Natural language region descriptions
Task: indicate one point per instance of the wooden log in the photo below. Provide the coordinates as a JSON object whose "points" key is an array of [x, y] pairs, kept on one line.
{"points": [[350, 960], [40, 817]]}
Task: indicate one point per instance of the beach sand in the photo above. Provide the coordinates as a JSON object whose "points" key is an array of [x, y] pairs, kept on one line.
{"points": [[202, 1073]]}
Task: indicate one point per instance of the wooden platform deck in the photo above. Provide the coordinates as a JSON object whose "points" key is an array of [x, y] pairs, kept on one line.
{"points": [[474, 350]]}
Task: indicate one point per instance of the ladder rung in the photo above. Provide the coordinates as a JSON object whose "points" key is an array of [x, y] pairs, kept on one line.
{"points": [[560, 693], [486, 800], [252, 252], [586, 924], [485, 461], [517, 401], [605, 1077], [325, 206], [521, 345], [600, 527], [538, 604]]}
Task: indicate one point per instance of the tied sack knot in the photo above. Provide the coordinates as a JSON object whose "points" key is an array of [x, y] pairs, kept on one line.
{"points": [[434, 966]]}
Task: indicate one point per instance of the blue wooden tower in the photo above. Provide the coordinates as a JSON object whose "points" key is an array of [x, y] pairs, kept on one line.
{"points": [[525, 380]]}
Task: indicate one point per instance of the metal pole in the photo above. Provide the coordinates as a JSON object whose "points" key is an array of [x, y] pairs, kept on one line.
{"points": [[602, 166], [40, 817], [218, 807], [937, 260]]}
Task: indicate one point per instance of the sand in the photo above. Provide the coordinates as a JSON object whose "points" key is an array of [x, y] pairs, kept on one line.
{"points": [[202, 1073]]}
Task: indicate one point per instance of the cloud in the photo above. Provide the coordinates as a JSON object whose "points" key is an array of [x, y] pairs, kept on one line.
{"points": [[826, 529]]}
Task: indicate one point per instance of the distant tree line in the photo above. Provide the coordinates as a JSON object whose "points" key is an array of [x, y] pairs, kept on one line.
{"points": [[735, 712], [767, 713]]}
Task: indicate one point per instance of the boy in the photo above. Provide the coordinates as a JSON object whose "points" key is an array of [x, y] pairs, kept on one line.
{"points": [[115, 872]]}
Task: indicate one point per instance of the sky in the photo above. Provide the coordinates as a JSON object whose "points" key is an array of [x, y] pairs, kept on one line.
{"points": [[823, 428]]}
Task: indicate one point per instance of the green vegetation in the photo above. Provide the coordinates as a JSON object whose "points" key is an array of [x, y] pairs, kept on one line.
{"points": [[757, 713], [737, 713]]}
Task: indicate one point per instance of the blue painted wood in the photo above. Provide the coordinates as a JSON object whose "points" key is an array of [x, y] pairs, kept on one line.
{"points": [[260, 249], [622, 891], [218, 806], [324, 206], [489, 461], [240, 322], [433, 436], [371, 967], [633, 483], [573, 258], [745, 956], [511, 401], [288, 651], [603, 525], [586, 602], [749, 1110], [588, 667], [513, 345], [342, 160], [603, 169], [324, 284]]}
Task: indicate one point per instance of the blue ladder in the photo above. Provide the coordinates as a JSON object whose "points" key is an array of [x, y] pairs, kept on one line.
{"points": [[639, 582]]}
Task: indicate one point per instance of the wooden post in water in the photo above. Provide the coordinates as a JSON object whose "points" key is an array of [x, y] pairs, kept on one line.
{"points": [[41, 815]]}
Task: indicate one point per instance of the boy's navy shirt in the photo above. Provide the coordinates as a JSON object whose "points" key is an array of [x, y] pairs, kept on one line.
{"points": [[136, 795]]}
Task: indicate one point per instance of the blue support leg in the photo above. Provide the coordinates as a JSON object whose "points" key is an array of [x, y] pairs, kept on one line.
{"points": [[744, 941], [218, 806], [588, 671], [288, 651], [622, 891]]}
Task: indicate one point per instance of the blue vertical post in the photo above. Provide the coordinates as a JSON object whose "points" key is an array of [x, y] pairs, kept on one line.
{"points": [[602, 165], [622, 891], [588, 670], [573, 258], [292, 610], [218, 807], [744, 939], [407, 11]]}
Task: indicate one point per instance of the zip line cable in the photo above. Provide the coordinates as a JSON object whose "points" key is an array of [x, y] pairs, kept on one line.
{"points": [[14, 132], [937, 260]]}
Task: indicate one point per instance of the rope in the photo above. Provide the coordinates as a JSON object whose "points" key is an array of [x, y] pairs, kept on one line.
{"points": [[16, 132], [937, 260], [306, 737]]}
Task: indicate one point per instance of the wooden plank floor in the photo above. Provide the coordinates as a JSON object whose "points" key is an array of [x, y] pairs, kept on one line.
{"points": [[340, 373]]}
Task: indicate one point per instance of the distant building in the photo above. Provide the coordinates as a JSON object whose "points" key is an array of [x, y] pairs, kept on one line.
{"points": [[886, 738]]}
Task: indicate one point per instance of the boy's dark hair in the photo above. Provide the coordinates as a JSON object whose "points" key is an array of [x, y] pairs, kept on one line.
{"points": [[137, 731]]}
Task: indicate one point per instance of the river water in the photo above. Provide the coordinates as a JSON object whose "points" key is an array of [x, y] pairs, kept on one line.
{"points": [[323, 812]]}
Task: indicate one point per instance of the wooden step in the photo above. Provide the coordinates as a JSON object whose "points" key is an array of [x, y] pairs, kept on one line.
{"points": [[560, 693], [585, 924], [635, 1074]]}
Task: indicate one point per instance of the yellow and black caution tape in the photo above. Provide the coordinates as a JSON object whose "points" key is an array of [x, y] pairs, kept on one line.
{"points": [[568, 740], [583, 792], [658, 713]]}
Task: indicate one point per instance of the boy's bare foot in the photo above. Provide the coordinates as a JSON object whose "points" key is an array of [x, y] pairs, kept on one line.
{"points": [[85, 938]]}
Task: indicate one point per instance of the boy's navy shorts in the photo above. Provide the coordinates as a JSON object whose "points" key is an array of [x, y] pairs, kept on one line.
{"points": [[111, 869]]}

▸ **EXERCISE**
Exactness is what counts here: write out every record again.

▸ **THE ANSWER**
Task: indicate one point per instance of the wooden log in the photo below. Provide the coordinates as a JSON object whose "points" key is an array of [x, y] pairs, kept on one line.
{"points": [[350, 960], [40, 817]]}
Task: indicate one point per instance of the beach sand in the photo above. Provide the coordinates as a JSON object whose "points" key is an array of [x, y] pairs, kept on one line.
{"points": [[202, 1073]]}
Task: indicate one point per instance of the wooden platform deck in the photo above. Provide the coordinates as a JSON object whose "points" key is an array of [x, y] pairs, kept on one line.
{"points": [[474, 350]]}
Task: indicate one point per instance of the ladder rung in the photo above. Provide the coordinates as a JSON object whose "points" key is an array of [x, y] pairs, kept on one line.
{"points": [[560, 693], [486, 800], [252, 252], [586, 924], [485, 461], [517, 401], [605, 1077], [325, 206], [521, 345], [600, 527], [538, 604]]}
Task: indicate one point per instance of the tied sack knot in the photo above. Provide the coordinates as a JSON object whose "points" key is an array of [x, y] pairs, kept on one line.
{"points": [[434, 966]]}
Task: indicate one point per instance of the blue wooden tower in the photo above. Provide the coordinates as a JSON object whose "points" key is an array of [x, y] pairs, kept on one line.
{"points": [[525, 380]]}
Task: indicate one point per instance of the metal pole in the photo above. Provide the coordinates as a JSON object whose "points" key is an array of [x, y] pairs, kept on one line.
{"points": [[602, 166], [40, 817], [218, 807], [937, 260]]}
Task: indicate one point per instance of the sand in the photo above. Provide the coordinates as a JSON object whose "points" key is an array of [x, y] pairs, kept on one line.
{"points": [[202, 1073]]}
Task: indicate one point per instance of the cloud in the photo above. Provide the coordinates as a JSON object whose "points" key is an array of [x, y] pairs, kept on one line.
{"points": [[826, 529]]}
Task: indicate one point per instance of the distant tree line in the photo above. Provide the coordinates as a JSON object whose "points" key is an array of [x, y] pairs, kept on one line.
{"points": [[735, 712], [767, 713]]}
Task: indicate one point per instance of the boy in the photo above. Provide the coordinates as a JSON object whose "points" key is an array of [x, y] pairs, kept on one line.
{"points": [[115, 872]]}
Task: indicate one point per instance of the sky in the photo above. Provide the coordinates as a JSON object whose "points" key is an array of [x, y] pairs, kept on one line.
{"points": [[823, 428]]}
Task: indicate one point per instance of the green vegetation in the photo above. Provide the coordinates as a JSON object whose "points" key is an array of [x, y] pairs, kept on one line.
{"points": [[757, 713], [737, 713]]}
Task: indicate one point per instance of the blue painted wood in the photo above. Provide the coordinates as a JSON object whose "points" key is an array of [x, y] pairs, kept on one line.
{"points": [[260, 249], [622, 891], [218, 806], [324, 206], [489, 461], [240, 322], [433, 436], [371, 967], [633, 483], [573, 258], [745, 956], [511, 401], [288, 651], [603, 525], [586, 602], [749, 1110], [588, 667], [513, 345], [342, 160], [603, 169], [324, 284]]}
Task: indicate one point per instance of the blue ladder in the photo above. Provide the coordinates as a JSON object whose "points" key is an array of [x, y] pairs, kept on one line.
{"points": [[639, 582]]}
Task: indicate one point per instance of the wooden post in water in the photo above. Provide the coordinates as a JSON object whose "points" key is an array of [x, y] pairs, kept on one line.
{"points": [[41, 815]]}
Task: indicate one point per instance of the boy's navy shirt in the photo above. Provide the coordinates as a JSON object whose "points" key is an array of [x, y] pairs, kept on one line.
{"points": [[136, 795]]}
Task: indicate one point per instance of the blue support leg in the photo above. Provide the coordinates as a JSON object whose "points" key is an array of [x, y] pairs, kept on one line.
{"points": [[744, 941], [218, 806], [588, 671], [288, 651], [622, 891]]}
Task: indicate one point per instance of the blue vertical post in the photo above. Provide the coordinates as a JSON object whose "points" key is an array of [x, y] pairs, kept on one line.
{"points": [[602, 165], [622, 891], [588, 670], [573, 258], [292, 610], [218, 807], [744, 939], [407, 11]]}
Task: indicate one point per instance of the zip line cable in the photo above. Provide the coordinates as a JSON object whose "points" key is an array of [x, y] pairs, kept on one line.
{"points": [[14, 132], [937, 260]]}
Task: indicate one point per instance of the rope in the photo above. Provide the coordinates as a JSON object whose "points" key is an array of [x, y] pairs, kept on one line.
{"points": [[16, 132], [937, 260], [306, 737]]}
Task: indicate one point per instance of the wooden plank floor in the photo above. Provide the coordinates as a JSON object whose "points" key is an array of [x, y] pairs, kept on one line.
{"points": [[340, 373]]}
Task: indicate one point per instance of the distant building in the photo above. Provide the coordinates as a JSON object whose "points" key is an array of [x, y] pairs, kept on one line.
{"points": [[886, 738]]}
Task: indicate one point per instance of the boy's dark hair in the photo above. Provide the coordinates as a JSON object whose "points" key is an array of [x, y] pairs, kept on one line.
{"points": [[137, 731]]}
Task: indicate one point per instance of the river water in the photo above. Provide the coordinates as a JSON object whose "points" key is an array of [x, y] pairs, kept on one line.
{"points": [[323, 812]]}
Task: indicate one point per instance of the wooden step in the photo above. Provide the coordinates as a JSON object whose "points" key is an array of [x, y] pairs, kept on one line.
{"points": [[560, 693], [585, 924], [635, 1074]]}
Task: indicate one point per instance of the yellow and black caution tape in the photo above. Provide the coordinates as a JSON object whose "points" key is an array of [x, y] pairs, kept on one line.
{"points": [[568, 740], [583, 792], [658, 713]]}
Task: indicate one point per instance of the boy's bare foot in the photo above. Provide the coordinates as a JSON object whose "points" key is an array of [x, y] pairs, kept on one line.
{"points": [[85, 938]]}
Task: indicate one point per instance of the boy's navy shorts in the photo above. Provide the coordinates as a JSON object whose "points" key is an array of [x, y] pairs, kept on one line.
{"points": [[111, 869]]}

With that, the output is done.